_Work instructions_. Your task is to transcribe the entries below exactly, beginning with the line containing "Objective — one dot on each instance of the tan" and ending with the final line, and to add nothing else.

====== Dataset extract ======

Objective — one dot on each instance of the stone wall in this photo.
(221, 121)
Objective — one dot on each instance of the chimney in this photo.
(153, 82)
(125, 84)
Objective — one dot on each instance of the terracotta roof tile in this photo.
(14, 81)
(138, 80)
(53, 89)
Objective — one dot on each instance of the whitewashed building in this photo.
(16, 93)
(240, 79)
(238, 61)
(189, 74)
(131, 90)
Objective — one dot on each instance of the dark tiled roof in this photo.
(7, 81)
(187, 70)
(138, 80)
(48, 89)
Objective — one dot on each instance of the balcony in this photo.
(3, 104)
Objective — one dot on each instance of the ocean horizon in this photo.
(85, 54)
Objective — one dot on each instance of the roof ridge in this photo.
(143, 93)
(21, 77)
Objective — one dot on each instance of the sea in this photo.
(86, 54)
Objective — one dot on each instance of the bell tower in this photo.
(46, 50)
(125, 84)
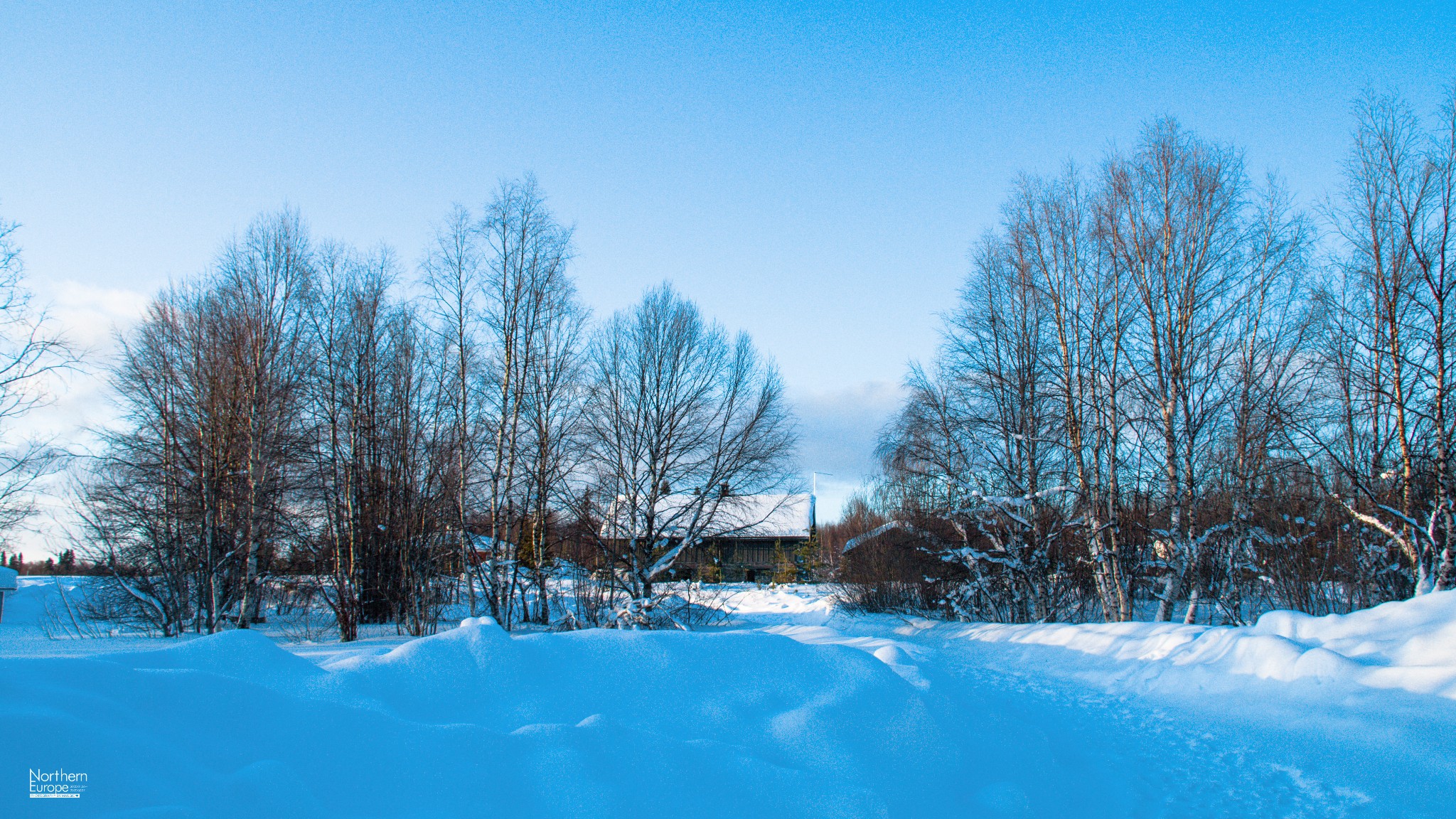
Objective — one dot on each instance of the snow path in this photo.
(794, 710)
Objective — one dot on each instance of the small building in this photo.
(9, 582)
(751, 538)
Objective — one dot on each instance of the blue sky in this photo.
(811, 173)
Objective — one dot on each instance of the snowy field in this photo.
(793, 709)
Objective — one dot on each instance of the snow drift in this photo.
(473, 722)
(1408, 645)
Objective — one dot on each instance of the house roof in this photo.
(743, 516)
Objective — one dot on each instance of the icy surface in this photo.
(793, 710)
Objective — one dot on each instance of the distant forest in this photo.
(1165, 392)
(1169, 392)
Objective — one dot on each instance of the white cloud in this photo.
(837, 434)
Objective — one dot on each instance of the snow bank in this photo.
(475, 722)
(1408, 645)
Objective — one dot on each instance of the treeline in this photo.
(1169, 392)
(465, 434)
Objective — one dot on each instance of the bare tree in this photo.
(526, 254)
(29, 353)
(682, 424)
(453, 274)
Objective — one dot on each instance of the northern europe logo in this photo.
(57, 784)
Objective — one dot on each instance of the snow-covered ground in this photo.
(794, 709)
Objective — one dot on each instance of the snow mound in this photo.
(1408, 645)
(475, 722)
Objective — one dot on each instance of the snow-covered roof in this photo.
(744, 516)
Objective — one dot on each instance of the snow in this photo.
(794, 709)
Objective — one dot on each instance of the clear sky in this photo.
(810, 173)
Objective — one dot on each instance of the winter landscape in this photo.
(736, 410)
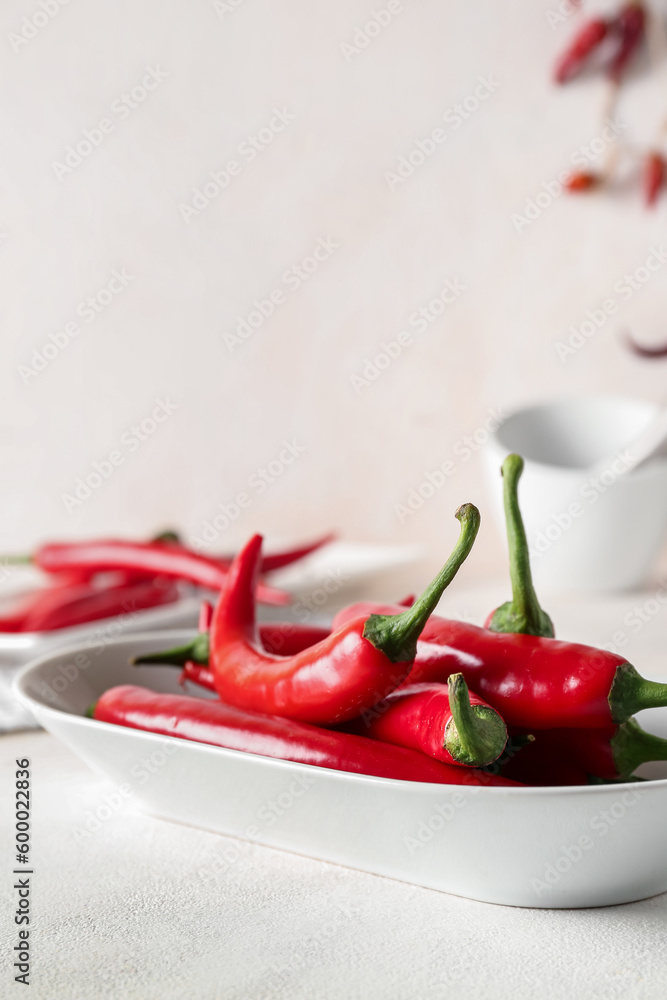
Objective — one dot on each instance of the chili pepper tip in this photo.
(475, 735)
(632, 746)
(630, 693)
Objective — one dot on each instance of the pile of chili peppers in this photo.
(614, 42)
(98, 579)
(399, 692)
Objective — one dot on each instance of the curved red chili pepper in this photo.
(152, 558)
(221, 725)
(445, 721)
(534, 682)
(654, 177)
(335, 679)
(589, 37)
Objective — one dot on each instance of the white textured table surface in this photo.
(141, 908)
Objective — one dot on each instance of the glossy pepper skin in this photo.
(445, 721)
(153, 558)
(332, 681)
(533, 682)
(221, 725)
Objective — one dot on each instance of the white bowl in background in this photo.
(590, 527)
(540, 847)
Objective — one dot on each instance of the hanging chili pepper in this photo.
(589, 37)
(154, 559)
(654, 177)
(630, 25)
(523, 613)
(221, 725)
(444, 721)
(534, 682)
(335, 679)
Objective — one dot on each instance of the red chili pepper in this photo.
(154, 559)
(582, 180)
(444, 721)
(589, 37)
(534, 682)
(660, 351)
(221, 725)
(630, 24)
(654, 177)
(86, 604)
(609, 753)
(283, 638)
(523, 613)
(334, 679)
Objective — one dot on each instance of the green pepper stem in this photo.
(396, 635)
(475, 735)
(630, 693)
(195, 651)
(632, 746)
(523, 613)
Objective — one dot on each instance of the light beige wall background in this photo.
(219, 71)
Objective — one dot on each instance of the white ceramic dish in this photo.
(558, 847)
(572, 504)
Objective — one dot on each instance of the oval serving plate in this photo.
(539, 847)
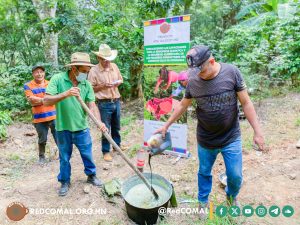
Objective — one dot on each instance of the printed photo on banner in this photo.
(166, 42)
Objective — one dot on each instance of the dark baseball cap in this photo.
(37, 66)
(197, 55)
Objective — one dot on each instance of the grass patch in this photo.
(128, 120)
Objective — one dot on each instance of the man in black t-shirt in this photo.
(216, 87)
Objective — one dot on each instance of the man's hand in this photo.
(259, 140)
(34, 100)
(103, 128)
(73, 91)
(163, 130)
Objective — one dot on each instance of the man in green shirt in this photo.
(71, 120)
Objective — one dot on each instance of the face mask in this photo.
(81, 77)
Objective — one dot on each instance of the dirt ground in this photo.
(272, 178)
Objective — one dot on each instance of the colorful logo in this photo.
(287, 211)
(248, 210)
(234, 211)
(16, 211)
(221, 211)
(261, 211)
(274, 211)
(165, 27)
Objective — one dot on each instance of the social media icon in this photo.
(287, 211)
(221, 211)
(274, 211)
(234, 211)
(261, 211)
(248, 211)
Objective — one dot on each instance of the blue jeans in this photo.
(110, 115)
(42, 130)
(82, 140)
(232, 155)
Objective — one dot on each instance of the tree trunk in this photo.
(47, 9)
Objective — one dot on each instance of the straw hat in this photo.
(106, 52)
(80, 59)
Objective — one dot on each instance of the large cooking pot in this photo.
(145, 215)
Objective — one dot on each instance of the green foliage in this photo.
(5, 120)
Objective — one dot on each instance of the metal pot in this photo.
(142, 215)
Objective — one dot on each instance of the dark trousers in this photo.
(110, 116)
(42, 130)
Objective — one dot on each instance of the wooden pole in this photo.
(116, 147)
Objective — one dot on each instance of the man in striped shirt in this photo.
(43, 116)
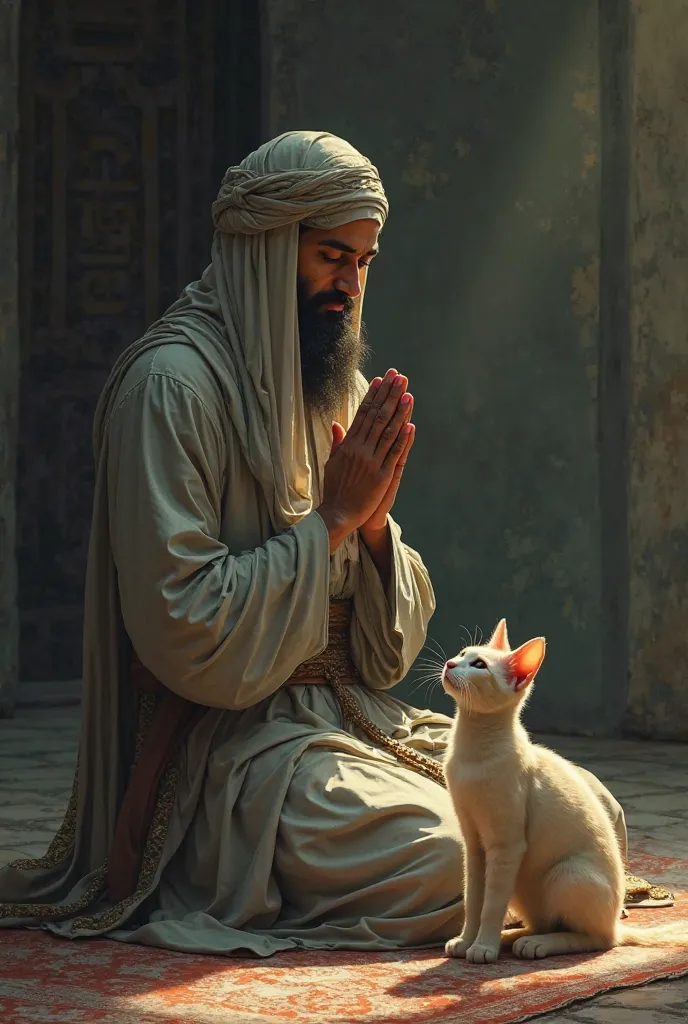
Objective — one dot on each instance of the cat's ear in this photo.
(524, 663)
(500, 638)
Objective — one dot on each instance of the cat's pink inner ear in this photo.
(500, 638)
(524, 663)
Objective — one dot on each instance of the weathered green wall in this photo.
(9, 351)
(658, 372)
(483, 120)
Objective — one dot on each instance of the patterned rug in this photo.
(43, 979)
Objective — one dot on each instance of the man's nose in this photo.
(348, 281)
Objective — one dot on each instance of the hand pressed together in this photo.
(362, 474)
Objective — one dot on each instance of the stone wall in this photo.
(658, 372)
(9, 344)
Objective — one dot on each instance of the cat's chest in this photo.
(484, 780)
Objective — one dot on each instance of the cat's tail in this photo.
(661, 935)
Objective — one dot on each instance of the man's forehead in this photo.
(356, 236)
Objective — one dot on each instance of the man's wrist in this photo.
(337, 525)
(374, 536)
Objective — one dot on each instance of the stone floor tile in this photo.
(675, 804)
(643, 821)
(592, 1014)
(630, 790)
(673, 994)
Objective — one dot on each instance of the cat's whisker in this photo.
(468, 635)
(438, 649)
(432, 666)
(430, 677)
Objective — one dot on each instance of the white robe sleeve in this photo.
(219, 628)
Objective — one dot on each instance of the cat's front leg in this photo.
(474, 888)
(502, 864)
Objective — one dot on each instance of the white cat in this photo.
(535, 837)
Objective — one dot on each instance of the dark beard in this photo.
(332, 352)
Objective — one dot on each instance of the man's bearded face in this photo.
(332, 349)
(331, 270)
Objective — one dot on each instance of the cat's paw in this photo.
(457, 946)
(481, 954)
(531, 947)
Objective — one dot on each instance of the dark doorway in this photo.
(130, 112)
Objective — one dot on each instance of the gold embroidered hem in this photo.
(62, 845)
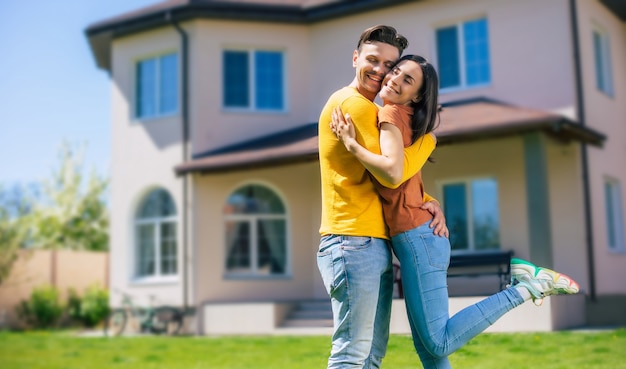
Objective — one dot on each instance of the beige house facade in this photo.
(215, 184)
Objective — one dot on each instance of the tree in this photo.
(71, 213)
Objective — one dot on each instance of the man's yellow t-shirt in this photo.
(350, 203)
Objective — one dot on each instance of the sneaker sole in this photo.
(563, 284)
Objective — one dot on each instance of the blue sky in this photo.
(50, 87)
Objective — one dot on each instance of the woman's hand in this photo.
(342, 127)
(439, 221)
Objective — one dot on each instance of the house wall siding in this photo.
(606, 114)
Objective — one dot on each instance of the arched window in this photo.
(155, 230)
(256, 240)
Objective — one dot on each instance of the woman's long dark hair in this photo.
(426, 110)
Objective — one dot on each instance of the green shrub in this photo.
(91, 308)
(42, 309)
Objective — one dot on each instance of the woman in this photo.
(410, 107)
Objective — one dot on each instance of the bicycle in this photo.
(155, 320)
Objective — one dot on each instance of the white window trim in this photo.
(469, 206)
(252, 80)
(605, 55)
(463, 86)
(249, 275)
(157, 277)
(157, 115)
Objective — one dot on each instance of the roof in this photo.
(618, 7)
(461, 121)
(101, 34)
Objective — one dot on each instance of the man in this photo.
(354, 257)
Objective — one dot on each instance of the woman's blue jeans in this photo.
(358, 277)
(424, 258)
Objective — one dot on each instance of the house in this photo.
(215, 194)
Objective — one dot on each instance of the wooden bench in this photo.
(496, 263)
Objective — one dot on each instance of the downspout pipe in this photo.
(580, 110)
(185, 149)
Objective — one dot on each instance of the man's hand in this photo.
(439, 221)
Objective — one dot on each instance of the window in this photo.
(253, 80)
(256, 241)
(463, 54)
(602, 56)
(614, 215)
(157, 86)
(471, 211)
(155, 226)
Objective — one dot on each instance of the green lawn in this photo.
(67, 350)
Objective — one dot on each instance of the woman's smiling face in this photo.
(402, 84)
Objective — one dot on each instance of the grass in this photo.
(67, 350)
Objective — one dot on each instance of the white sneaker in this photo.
(541, 282)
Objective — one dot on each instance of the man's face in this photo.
(372, 64)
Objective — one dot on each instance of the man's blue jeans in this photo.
(424, 258)
(358, 277)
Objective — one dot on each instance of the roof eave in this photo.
(101, 34)
(560, 129)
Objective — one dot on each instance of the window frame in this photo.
(253, 103)
(602, 61)
(156, 223)
(253, 221)
(462, 57)
(158, 82)
(614, 216)
(469, 211)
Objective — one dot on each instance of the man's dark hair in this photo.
(385, 34)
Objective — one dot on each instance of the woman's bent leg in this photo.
(424, 259)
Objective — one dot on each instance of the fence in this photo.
(63, 269)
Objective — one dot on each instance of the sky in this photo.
(51, 90)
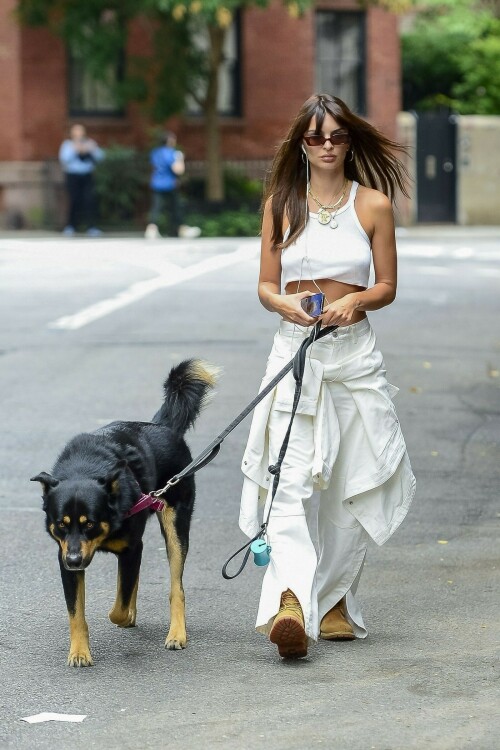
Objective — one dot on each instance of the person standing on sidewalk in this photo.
(327, 215)
(78, 156)
(167, 167)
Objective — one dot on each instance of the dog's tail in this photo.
(188, 388)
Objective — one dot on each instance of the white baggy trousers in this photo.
(346, 442)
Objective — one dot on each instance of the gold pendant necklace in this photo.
(326, 214)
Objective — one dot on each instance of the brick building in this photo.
(273, 63)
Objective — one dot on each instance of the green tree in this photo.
(97, 31)
(451, 56)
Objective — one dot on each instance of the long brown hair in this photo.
(374, 163)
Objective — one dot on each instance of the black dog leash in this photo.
(297, 364)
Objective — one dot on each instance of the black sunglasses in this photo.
(336, 139)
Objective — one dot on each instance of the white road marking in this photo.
(434, 270)
(176, 275)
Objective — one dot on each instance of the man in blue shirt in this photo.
(78, 156)
(168, 165)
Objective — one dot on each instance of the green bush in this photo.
(242, 223)
(122, 186)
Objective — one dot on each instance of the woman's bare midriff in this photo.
(333, 290)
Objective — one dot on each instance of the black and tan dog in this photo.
(99, 477)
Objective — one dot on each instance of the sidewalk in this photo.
(421, 231)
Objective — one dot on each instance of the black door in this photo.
(436, 167)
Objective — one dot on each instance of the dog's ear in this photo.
(112, 481)
(47, 481)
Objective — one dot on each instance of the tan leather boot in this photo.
(288, 631)
(335, 625)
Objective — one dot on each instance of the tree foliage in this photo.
(97, 30)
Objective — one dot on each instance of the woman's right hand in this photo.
(288, 306)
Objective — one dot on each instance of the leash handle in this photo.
(212, 450)
(298, 364)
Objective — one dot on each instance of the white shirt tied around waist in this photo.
(320, 252)
(356, 365)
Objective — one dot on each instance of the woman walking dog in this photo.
(327, 215)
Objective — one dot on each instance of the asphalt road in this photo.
(89, 330)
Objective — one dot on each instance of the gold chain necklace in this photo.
(326, 214)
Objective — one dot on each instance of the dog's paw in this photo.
(123, 618)
(175, 641)
(80, 658)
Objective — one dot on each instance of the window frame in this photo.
(360, 107)
(117, 112)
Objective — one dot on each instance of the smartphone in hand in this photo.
(313, 305)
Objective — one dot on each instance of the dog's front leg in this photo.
(74, 592)
(176, 551)
(124, 610)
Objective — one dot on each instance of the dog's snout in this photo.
(74, 560)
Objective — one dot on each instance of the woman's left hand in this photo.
(340, 312)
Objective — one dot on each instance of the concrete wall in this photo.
(478, 164)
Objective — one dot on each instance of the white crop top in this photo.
(321, 252)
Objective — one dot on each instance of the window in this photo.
(91, 97)
(340, 56)
(229, 98)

======

_Answer to the task_.
Objective — one dot on each instance of the tan leather boot in this photo.
(288, 631)
(335, 625)
Objective — one dot on each instance of the tree foliage in this photo.
(97, 30)
Objective — one dot on each instance of the woman's right hand in this photo.
(288, 306)
Objective — one dot on each instance of the leash handle in this photo.
(212, 450)
(298, 364)
Objective — one dot on each instance of the white shirt tied around waist in this photo.
(320, 252)
(356, 365)
Objective — one dot on each instance of the woman walking dog in this photo.
(327, 215)
Objective — one dot on each instance of the asphalt road in this photo.
(89, 330)
Objective — one dot on each instance of the gold chain necklace in this photo.
(326, 214)
Objective — one dot on each instance of the dog's paw in this photo.
(123, 618)
(175, 641)
(80, 658)
Objective — one dot on each instance of the window frame in this photo.
(360, 107)
(117, 112)
Objective — one dot on each instance of the smartphone in hand in this photo.
(313, 305)
Objective — one dot on each instance of the dog's front leg in this photo.
(74, 592)
(176, 551)
(124, 610)
Objective — one dot on each instance of the dog's snout in this photo.
(74, 560)
Objective — one dot on each instance of the woman's left hand in this photo.
(340, 312)
Objective — one dot on each instance of the concrete wall in this photo.
(478, 164)
Objective — one dot on each instance of the white crop top in this photo.
(321, 252)
Objective — one dot on each instance of the window in this photo.
(91, 97)
(340, 56)
(229, 98)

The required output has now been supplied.